● WORK INSTRUCTION 1: Which numbers appear in the article on China's market stability? List each one.
● WORK INSTRUCTION 2: Shorten the paragraph in the article on China's market stability that begins "A rebound in the mainland stock market", keeping its main facts.
● WORK INSTRUCTION 3: Carry on the article on China's market stability, starting after its last sentence.

● SELECTED EXTRACT:
China’s relative stability wins investors amid global uncertainty


Source:Global Times

Photo: IC

With uncertainty hanging over the global markets, more investors will likely turn to China as a new safe haven for its relative stability during periods of global markets turmoil.

A rebound in the mainland stock market following the worldwide Black Monday bloodshed, which saw a circuit breaker halt US stock trading for the first time since 1997, is enough to demonstrate investor faith in the country’s market fundamentals. While the novel coronavirus is spreading fast in many European countries and likely in the US, China has basically achieved effective epidemic control and is now focusing much of its attention on the complete resumption of production and work.

With economic activities being gradually reverted to normalcy, China’s financial markets have generally outperformed the rest of world, thus winning increasing favor from global investors in recent days.

For starters, a steady exchange rate is crucial to foreign inflows into China’s capital market. As of Tuesday, the yuan’s central parity rate gained 1.22 percent against the US dollar from a low of 7.0246 recorded in late February, pulling back sharply from the psychologically important mark of 7.

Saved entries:

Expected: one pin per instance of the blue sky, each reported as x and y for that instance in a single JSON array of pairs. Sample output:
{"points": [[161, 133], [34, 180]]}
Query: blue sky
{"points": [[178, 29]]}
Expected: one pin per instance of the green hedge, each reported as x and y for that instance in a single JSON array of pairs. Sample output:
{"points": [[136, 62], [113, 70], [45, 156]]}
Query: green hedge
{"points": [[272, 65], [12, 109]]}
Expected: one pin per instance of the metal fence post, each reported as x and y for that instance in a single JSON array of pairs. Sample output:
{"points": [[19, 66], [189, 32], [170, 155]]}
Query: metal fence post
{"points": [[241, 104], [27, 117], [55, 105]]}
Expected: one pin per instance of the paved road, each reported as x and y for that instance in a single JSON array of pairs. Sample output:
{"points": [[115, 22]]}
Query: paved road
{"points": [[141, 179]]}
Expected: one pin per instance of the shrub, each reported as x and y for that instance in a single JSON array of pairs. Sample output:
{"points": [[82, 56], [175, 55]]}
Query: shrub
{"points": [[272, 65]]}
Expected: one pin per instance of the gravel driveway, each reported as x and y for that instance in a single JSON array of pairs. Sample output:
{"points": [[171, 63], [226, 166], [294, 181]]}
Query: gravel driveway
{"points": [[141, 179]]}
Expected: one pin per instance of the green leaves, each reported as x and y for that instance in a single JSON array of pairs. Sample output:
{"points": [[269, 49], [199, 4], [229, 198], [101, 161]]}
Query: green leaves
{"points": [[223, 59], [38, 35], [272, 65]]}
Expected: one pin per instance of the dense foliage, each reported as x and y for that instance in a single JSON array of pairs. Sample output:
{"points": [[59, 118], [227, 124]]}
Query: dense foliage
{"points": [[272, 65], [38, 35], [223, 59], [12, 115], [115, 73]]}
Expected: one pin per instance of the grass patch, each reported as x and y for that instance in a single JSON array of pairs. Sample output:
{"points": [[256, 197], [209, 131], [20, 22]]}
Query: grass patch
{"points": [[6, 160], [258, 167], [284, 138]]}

● WRITTEN ANSWER 1:
- 1997
- 1.22 percent
- 7.0246
- 7

● WRITTEN ANSWER 2: The mainland stock market rebounded after the worldwide Black Monday selloff, when a circuit breaker halted US trading for the first time since 1997. This shows investor faith in China's market fundamentals. While the novel coronavirus spreads fast in Europe and likely in the US, China has basically controlled the epidemic and is focusing on fully resuming production and work.

● WRITTEN ANSWER 3:
Second, the relatively high yield on Chinese bonds will likely be highly attractive to foreign investors. Despite impact from the turbulent global economy, the yield on China’s 10-year sovereign bond has managed to remain stable at 2.5 percent so far. By comparison, the yield on the benchmark US 10-year Treasury tanked to an all-time low of 0.318 percent on Monday. In February, outstanding Chinese bonds held by foreign investors rose to a record 1.95 trillion yuan ($280.59 billion).

Moreover, bond yields in the US and other developed economies are expected to sink further amid widespread expectations of interest rate cuts and monetary easing due to the global spread of the new coronavirus. This means the bond yield difference between China and other economies could expand further, attracting more investors in the foreseeable future.

Third, China’s relatively stable stock market is becoming more attractive to foreign investment. As of Tuesday, the benchmark Shanghai Composite Index has gained 4.04 percent in March, following February’s 3.23 percent loss. By comparison, the Dow Jones Industrial Average plunged 10.07 percent last month.

Unlike US stocks that have ample room for further correction, the valuations of A shares are relatively low. And expectations of another round of massive economic stimulus in China have also contributed to general investor optimism toward the market.

Last year, a group of US bipartisan senators attempted to block a federal pension fund from investing in Chinese stocks. Despite the irrationality of some politicians who favor politicizing everything, it was a blessing for US retirees that their pension fund resisted the pressure and grasped investment opportunities in China.